**DIRECTIONS**: Rewrite the entries below with "The client" replaced by "The customer" throughout, changing nothing else, and leave the pictures out.

= = = =

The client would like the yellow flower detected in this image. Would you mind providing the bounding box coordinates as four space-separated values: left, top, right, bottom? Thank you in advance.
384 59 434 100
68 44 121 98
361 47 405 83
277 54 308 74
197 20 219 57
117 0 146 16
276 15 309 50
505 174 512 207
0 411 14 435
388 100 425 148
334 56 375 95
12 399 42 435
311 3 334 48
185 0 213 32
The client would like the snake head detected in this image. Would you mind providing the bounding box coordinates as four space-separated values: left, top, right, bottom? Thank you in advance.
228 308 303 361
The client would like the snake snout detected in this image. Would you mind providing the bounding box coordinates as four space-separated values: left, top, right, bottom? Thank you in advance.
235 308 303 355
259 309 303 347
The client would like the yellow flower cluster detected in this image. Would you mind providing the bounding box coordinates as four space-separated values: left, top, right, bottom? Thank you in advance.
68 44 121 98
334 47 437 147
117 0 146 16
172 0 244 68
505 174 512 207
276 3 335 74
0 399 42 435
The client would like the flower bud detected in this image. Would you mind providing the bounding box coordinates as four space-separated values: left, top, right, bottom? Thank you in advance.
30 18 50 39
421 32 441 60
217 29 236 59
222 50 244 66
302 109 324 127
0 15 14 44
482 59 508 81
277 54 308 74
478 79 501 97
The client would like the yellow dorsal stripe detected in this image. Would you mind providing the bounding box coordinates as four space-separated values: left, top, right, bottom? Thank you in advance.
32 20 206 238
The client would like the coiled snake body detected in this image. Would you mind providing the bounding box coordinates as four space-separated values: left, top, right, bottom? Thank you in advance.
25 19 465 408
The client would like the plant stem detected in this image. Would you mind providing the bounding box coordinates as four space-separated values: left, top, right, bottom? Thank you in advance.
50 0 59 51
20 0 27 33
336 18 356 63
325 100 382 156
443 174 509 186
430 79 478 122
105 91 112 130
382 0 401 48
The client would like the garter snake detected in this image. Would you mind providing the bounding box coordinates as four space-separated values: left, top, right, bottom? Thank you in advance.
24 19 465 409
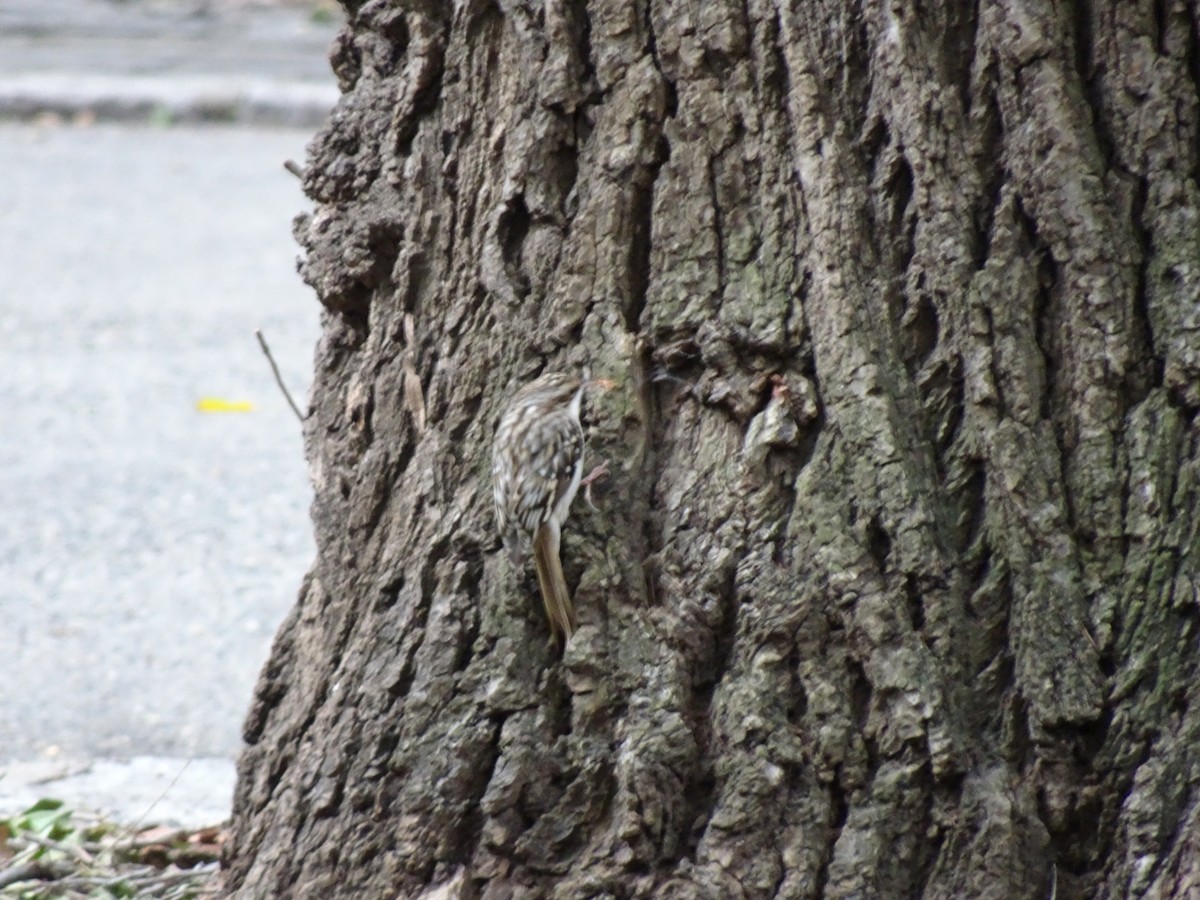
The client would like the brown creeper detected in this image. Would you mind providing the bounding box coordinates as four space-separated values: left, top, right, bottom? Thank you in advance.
492 372 586 640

= = = =

**SOLUTION FOR THIS PROBLEM**:
The customer would like the yellow flower detected in this image. Would you mind providing the bounding box coordinates as four space-separated values: left, top, right, bottom? Thank you in advance.
384 59 434 100
68 44 121 98
361 47 405 83
277 54 308 74
197 20 219 57
117 0 146 16
276 15 309 50
505 174 512 207
0 411 14 435
388 100 425 148
334 56 375 95
12 399 42 435
311 3 334 48
185 0 213 32
The customer would like the snake head detected in this image. Would you mind providing the bounding box coordinates as four space-separated values: left, top, right, bottom? Thank you in advance.
228 308 303 361
The customer would like the snake snout detected in this image. Would you mind providing the bounding box coordinates as four space-separated values: left, top, right, bottom? Thank you in advance.
235 308 303 355
259 309 303 347
The customer would like the yellow flower cluster detected in this image. Would you mind providing the bounding box coordinates as four space-separated values: left, top, right, bottom? Thank you in advance.
68 44 121 98
334 47 437 147
117 0 146 16
172 0 244 68
505 174 512 207
276 3 335 74
0 399 42 435
The customer would like the flower bud detected in this image. Would you mind providing the bounding box coordinates as four space-separated values: left, top, right, bottom? Thank you in advance.
30 18 50 39
421 32 441 60
217 29 236 59
222 50 244 66
302 109 324 127
0 15 14 44
482 59 508 81
277 54 308 74
478 79 501 97
The customer would like the yellow dorsal stripe detected in this image. Would you mind providing the bounding box coordinates as four space-separated values: left, top, right, bottom? Thank you in advance.
32 20 206 238
The customer would like the coiled snake body detected in this image. Would you mind providing the bounding box coordinates as four space-separated values: left, top, right, bottom? Thank you in advance.
25 19 465 408
The customer would like the plant stem detected in this image. Would you mind providing the bounding box coordinates as four space-separated values: left, top, right, bottom? Thank you in advance.
50 0 59 51
20 0 27 33
336 18 356 63
325 100 382 156
443 174 509 186
430 79 478 122
105 91 112 130
382 0 401 48
The customer would like the garter snake detected in this image. Would you mind providing the bounding box coordinates as four space-separated values: left, top, right, bottom? Thank you in advance.
24 19 465 409
The customer would like the brown creeper detected in this image. Would you mind providing the bounding box coordinates as four space-separated values: left, top, right, bottom? Thank you in advance.
492 372 586 640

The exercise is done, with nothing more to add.